▶ Materials provided:
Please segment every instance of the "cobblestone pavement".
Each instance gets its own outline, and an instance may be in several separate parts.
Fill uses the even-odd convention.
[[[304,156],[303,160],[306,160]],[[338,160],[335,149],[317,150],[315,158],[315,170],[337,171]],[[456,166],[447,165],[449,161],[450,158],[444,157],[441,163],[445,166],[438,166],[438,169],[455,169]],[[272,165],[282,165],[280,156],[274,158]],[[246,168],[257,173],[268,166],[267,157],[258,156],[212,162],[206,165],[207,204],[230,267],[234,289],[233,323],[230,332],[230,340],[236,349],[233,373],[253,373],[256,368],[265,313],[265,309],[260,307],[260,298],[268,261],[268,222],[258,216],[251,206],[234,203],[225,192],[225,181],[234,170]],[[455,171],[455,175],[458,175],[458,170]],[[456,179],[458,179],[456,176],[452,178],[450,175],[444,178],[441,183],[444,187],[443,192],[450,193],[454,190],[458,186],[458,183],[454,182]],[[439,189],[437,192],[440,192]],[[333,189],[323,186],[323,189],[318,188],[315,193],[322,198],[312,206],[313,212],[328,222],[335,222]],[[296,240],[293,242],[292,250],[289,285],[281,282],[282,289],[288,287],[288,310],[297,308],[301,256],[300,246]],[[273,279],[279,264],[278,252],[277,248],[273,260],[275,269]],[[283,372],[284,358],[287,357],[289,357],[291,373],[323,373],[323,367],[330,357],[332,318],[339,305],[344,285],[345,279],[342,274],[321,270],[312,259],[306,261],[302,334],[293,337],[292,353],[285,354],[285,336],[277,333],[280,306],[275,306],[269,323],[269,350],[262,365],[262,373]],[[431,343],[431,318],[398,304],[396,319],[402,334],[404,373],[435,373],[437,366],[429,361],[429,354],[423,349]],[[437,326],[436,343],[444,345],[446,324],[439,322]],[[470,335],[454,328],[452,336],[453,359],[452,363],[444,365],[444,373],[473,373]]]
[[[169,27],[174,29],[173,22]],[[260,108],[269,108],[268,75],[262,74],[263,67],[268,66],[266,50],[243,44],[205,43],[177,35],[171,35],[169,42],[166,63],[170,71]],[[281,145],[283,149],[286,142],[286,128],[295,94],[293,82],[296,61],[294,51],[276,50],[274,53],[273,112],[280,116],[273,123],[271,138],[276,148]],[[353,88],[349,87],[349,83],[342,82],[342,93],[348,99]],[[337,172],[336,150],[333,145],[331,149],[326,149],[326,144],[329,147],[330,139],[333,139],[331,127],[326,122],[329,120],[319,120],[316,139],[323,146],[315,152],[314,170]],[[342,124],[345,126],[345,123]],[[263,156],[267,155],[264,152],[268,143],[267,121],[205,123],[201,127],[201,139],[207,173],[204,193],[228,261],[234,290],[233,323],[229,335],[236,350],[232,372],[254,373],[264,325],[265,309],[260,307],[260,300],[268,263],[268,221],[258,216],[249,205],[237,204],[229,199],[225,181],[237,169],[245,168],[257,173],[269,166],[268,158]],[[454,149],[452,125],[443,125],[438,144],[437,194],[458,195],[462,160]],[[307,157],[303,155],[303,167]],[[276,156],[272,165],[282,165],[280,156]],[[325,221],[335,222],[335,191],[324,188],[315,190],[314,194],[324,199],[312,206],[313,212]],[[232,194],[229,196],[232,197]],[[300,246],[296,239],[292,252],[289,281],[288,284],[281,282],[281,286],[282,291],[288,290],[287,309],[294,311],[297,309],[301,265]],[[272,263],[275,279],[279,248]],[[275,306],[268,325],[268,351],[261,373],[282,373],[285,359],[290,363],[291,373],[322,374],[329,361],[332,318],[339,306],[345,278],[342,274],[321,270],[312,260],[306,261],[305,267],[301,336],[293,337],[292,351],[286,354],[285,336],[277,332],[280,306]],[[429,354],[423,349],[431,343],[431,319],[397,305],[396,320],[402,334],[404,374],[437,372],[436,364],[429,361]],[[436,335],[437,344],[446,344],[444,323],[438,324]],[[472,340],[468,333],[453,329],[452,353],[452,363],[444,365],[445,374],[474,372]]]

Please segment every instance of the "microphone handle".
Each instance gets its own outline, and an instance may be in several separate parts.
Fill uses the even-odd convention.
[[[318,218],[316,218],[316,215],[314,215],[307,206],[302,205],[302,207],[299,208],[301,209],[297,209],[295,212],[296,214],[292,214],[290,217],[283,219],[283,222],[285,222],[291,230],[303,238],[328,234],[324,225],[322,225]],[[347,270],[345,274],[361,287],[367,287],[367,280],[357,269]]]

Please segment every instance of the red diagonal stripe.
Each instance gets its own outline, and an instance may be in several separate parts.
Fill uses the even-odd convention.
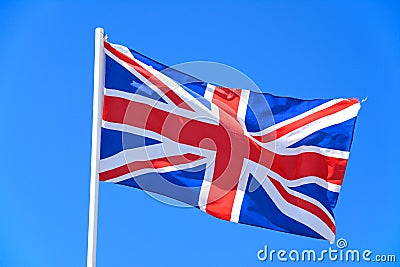
[[[352,105],[354,105],[356,103],[358,103],[358,99],[345,99],[345,100],[342,100],[342,101],[340,101],[340,102],[338,102],[338,103],[336,103],[336,104],[334,104],[334,105],[332,105],[330,107],[327,107],[327,108],[325,108],[323,110],[317,111],[317,112],[315,112],[313,114],[310,114],[310,115],[308,115],[308,116],[306,116],[306,117],[304,117],[302,119],[294,121],[294,122],[292,122],[292,123],[290,123],[288,125],[282,126],[282,127],[276,129],[273,132],[270,132],[270,133],[268,133],[266,135],[263,135],[263,136],[254,136],[254,138],[257,139],[260,142],[263,142],[263,143],[273,141],[274,139],[281,138],[282,136],[284,136],[284,135],[286,135],[286,134],[288,134],[290,132],[293,132],[294,130],[296,130],[296,129],[300,128],[300,127],[303,127],[303,126],[305,126],[305,125],[307,125],[307,124],[309,124],[309,123],[311,123],[313,121],[316,121],[316,120],[321,119],[323,117],[326,117],[326,116],[332,115],[334,113],[337,113],[337,112],[339,112],[341,110],[344,110],[344,109],[346,109],[346,108],[348,108],[348,107],[350,107],[350,106],[352,106]]]
[[[184,108],[187,110],[193,111],[193,109],[182,100],[173,90],[169,88],[166,84],[164,84],[161,80],[147,71],[145,68],[140,66],[135,60],[128,57],[124,53],[115,49],[110,43],[104,41],[104,47],[110,51],[114,56],[129,64],[132,68],[134,68],[138,73],[140,73],[143,77],[149,80],[152,84],[154,84],[158,89],[160,89],[171,101],[178,107]]]
[[[135,161],[105,172],[101,172],[99,174],[99,179],[100,181],[107,181],[141,169],[147,169],[147,168],[158,169],[168,166],[181,165],[202,158],[204,157],[191,153],[186,153],[179,156],[164,157],[164,158],[145,160],[145,161]]]
[[[333,233],[336,233],[336,226],[335,226],[334,222],[329,218],[329,216],[322,209],[320,209],[318,206],[316,206],[315,204],[313,204],[311,202],[308,202],[302,198],[299,198],[299,197],[296,197],[296,196],[290,194],[281,185],[281,183],[279,183],[278,181],[276,181],[275,179],[273,179],[271,177],[269,177],[269,178],[270,178],[272,184],[275,186],[275,188],[279,191],[281,196],[287,202],[314,214],[315,216],[320,218],[332,230]]]

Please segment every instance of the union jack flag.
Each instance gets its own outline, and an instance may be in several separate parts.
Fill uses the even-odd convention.
[[[360,103],[224,88],[104,41],[99,179],[333,241]]]

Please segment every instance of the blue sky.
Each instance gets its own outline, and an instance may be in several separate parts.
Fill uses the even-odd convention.
[[[230,65],[264,92],[368,96],[335,208],[337,237],[400,260],[396,1],[1,1],[0,266],[86,264],[97,26],[168,65]],[[330,246],[100,185],[98,266],[288,265],[258,261],[264,245]]]

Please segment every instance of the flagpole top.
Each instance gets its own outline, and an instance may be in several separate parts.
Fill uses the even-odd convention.
[[[96,34],[100,33],[100,34],[104,35],[104,29],[101,27],[97,27],[95,32],[96,32]]]

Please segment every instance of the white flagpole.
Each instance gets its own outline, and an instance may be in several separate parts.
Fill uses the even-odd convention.
[[[92,158],[90,165],[90,204],[87,267],[96,266],[97,213],[99,200],[100,129],[104,91],[104,30],[96,28],[94,47],[94,91],[92,122]]]

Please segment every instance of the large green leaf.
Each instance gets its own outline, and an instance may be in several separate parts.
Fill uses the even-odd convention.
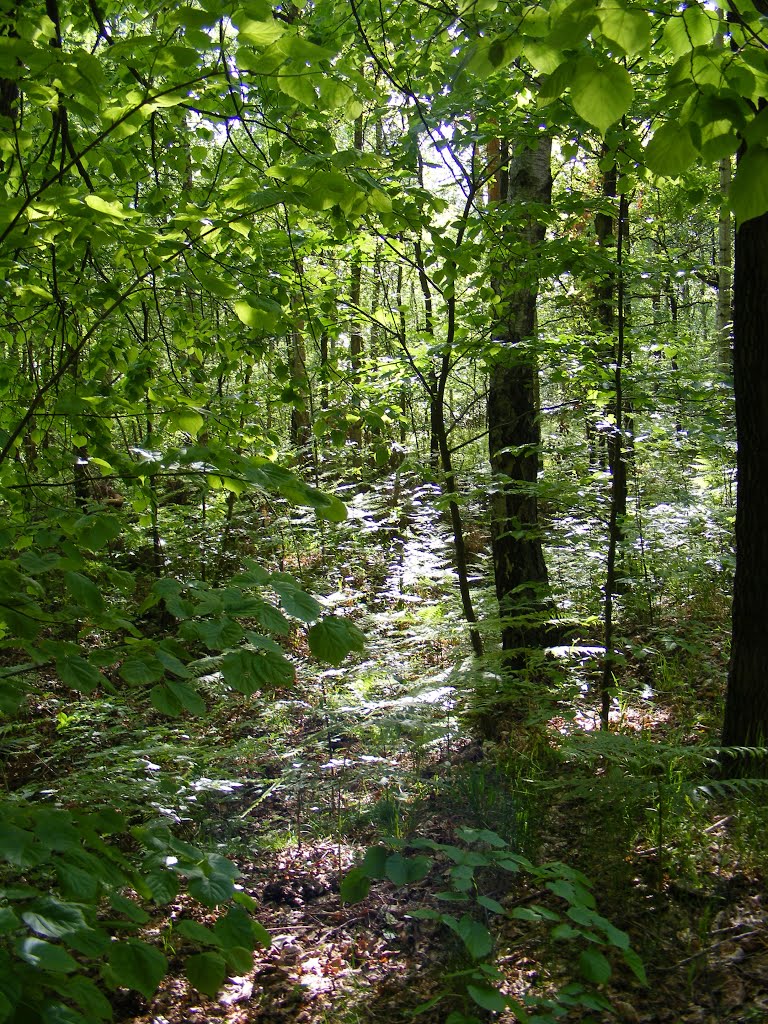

▶ Task instructions: Your answer must consist only of the lines from the one containing "Please segment every instance of the flagpole" through the end of the entries, restated word for word, with no pictures.

▶ Answer to the exercise:
Please segment every instance of the flagpole top.
Each instance gets its own outline, and an instance may be in several separate parts.
Fill uses the even-odd convention.
[[[96,34],[100,33],[100,34],[104,35],[104,29],[101,27],[97,27],[95,32],[96,32]]]

Please segment every instance of the white flagpole.
Each instance gets its own outline, and an instance may be in several separate parts.
Fill uses the even-odd convention.
[[[92,158],[90,165],[90,204],[87,267],[96,266],[97,213],[99,200],[100,129],[104,91],[104,30],[96,28],[94,47],[94,91],[92,122]]]

Please segment every instance of the large green leaf.
Each instance gets its own outline, and an instance may be in several separate parts.
Fill uses the even-odd convention.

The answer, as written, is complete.